Look through the entries below and show every line containing the word "black".

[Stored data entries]
※
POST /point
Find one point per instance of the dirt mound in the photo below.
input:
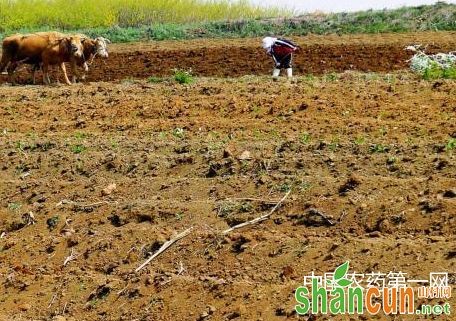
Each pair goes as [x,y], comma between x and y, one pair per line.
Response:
※
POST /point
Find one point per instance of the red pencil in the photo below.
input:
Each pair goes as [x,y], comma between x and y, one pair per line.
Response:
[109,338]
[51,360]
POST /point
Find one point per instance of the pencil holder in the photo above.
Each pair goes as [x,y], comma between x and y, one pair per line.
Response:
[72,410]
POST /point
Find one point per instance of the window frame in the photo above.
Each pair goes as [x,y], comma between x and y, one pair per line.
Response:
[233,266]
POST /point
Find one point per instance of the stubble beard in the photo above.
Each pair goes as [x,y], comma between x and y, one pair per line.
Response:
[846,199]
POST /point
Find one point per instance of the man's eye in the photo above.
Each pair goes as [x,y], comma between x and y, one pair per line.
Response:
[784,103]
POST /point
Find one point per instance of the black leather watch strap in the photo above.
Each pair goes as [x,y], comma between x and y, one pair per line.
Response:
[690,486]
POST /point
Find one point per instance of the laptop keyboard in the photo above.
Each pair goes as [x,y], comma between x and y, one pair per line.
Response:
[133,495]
※
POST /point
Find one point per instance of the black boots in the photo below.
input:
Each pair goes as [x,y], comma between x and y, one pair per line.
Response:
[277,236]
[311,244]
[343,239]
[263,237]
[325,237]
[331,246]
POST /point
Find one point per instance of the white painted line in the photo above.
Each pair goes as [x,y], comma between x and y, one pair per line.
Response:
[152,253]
※
• **Written solution**:
Find one point per instance of the black leather watch strap in the photo above.
Find one point per instance of the black boots in the photo below.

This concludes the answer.